- WRITTEN EXERCISE
Find each line in the records below that contains the string "table" and copy it out in full. Case counts.

- LISTED RECORDS
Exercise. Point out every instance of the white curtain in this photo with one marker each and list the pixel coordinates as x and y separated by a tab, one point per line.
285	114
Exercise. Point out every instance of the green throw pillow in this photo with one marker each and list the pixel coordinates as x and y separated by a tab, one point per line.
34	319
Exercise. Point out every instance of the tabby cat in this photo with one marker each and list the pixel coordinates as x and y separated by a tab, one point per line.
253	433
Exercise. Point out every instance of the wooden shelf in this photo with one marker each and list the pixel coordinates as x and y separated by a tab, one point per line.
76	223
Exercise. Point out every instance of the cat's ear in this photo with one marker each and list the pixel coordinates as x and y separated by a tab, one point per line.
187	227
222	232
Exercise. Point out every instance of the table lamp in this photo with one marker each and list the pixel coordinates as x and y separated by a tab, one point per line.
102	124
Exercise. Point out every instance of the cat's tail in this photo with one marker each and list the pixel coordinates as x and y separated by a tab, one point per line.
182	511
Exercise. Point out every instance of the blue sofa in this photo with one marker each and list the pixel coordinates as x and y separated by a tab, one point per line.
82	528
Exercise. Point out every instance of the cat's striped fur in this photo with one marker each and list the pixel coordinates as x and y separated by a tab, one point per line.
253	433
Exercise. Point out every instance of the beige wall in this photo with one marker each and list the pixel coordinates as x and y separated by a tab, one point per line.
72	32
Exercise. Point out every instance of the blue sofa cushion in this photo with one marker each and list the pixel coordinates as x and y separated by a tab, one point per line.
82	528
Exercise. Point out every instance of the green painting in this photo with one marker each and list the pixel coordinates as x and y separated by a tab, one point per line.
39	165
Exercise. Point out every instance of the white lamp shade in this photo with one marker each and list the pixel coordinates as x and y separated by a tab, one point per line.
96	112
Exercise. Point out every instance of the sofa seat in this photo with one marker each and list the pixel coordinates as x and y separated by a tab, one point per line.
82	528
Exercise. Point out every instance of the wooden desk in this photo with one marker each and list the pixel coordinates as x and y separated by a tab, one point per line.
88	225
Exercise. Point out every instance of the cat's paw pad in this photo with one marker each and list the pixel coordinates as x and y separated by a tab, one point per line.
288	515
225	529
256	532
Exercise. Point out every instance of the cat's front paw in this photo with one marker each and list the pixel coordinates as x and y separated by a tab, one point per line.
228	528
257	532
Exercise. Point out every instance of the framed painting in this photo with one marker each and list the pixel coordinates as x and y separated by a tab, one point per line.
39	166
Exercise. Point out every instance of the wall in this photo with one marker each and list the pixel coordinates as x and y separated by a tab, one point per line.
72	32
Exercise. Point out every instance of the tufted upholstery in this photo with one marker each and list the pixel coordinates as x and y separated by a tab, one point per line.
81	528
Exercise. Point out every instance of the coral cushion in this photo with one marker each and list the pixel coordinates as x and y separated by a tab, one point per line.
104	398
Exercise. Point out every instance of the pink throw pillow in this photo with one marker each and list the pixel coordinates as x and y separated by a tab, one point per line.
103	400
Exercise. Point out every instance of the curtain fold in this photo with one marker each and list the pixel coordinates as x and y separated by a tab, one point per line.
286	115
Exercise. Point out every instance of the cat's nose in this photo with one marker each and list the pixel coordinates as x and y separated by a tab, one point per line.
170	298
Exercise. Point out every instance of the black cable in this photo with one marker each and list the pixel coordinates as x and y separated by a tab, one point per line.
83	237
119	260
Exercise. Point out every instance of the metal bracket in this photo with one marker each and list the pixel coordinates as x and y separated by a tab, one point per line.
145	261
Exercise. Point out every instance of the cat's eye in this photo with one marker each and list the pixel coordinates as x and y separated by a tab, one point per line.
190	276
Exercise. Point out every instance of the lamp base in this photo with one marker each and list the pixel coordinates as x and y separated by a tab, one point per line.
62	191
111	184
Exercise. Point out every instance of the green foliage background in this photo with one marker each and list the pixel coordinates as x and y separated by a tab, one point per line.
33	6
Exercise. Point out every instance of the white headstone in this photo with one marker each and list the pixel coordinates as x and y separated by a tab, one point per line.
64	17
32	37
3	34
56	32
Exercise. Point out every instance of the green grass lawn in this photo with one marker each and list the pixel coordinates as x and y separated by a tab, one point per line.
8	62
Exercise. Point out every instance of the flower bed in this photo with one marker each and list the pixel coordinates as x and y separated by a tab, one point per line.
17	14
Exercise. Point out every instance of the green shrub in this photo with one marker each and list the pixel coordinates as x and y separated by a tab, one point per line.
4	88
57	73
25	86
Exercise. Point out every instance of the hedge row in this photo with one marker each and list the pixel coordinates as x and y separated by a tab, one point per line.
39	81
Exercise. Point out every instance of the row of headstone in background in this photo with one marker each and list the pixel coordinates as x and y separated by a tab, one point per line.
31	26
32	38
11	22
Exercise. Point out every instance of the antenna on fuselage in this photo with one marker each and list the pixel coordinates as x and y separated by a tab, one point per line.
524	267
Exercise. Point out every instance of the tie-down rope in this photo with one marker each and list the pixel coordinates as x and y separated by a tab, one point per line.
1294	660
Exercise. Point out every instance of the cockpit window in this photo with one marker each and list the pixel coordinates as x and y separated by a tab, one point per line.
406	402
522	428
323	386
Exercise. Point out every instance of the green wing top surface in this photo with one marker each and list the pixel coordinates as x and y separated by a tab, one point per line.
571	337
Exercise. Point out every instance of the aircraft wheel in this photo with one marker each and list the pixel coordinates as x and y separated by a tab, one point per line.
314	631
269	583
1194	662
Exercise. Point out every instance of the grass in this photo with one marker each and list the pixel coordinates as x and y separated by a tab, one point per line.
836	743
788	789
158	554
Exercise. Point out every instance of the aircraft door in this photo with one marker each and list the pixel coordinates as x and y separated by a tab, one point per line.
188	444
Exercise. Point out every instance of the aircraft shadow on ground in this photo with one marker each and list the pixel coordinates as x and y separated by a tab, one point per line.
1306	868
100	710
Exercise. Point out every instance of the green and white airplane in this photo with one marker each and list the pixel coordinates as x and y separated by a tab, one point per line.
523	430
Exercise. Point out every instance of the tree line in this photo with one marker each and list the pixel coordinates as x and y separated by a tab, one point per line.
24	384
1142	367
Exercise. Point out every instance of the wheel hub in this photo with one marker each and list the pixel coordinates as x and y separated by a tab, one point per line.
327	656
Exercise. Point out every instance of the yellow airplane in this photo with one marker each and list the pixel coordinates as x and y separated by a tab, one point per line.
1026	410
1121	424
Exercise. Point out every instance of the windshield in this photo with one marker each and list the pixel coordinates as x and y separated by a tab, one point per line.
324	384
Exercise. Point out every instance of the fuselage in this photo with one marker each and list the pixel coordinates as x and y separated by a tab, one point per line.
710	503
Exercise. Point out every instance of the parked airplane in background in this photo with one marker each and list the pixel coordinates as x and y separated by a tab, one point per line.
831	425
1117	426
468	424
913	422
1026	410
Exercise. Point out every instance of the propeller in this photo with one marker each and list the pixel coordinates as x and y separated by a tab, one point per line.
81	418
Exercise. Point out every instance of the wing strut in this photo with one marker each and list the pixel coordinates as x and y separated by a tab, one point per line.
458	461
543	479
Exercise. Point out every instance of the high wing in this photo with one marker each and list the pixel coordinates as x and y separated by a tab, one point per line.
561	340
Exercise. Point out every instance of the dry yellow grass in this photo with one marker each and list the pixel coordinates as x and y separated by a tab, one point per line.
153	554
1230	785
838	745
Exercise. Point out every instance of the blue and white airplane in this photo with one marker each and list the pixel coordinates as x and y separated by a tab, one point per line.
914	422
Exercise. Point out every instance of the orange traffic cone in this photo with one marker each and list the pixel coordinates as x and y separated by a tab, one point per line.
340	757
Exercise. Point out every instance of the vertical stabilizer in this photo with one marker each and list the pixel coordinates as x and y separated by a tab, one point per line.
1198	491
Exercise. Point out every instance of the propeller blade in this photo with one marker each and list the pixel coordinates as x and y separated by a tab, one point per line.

* * *

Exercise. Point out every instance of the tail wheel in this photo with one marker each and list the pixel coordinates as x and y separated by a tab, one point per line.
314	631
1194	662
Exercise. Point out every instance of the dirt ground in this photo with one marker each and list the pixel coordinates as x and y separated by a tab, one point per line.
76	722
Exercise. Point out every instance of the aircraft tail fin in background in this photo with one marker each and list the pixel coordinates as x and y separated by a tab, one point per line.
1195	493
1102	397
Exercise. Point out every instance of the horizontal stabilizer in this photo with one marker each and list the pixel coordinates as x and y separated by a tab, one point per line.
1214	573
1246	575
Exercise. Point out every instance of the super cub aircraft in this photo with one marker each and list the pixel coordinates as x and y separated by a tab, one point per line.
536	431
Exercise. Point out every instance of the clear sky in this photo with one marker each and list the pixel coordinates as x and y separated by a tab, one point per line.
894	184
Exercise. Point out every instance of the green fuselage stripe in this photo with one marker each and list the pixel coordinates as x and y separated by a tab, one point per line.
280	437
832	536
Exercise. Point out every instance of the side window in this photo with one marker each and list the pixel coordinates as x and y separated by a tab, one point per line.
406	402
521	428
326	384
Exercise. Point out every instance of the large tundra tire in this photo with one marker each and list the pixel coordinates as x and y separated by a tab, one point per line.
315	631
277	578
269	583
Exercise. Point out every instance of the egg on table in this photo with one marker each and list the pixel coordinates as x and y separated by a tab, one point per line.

- THE REPLY
Exercise. Point out every instance of the table lamp in this photo with one marker each and list the pixel coordinates as x and y separated by a tab, one point per line.
Exercise. Point out every instance of the egg on table in this photo with one marker each and list the pixel coordinates as x and y separated by a tab, one point per line.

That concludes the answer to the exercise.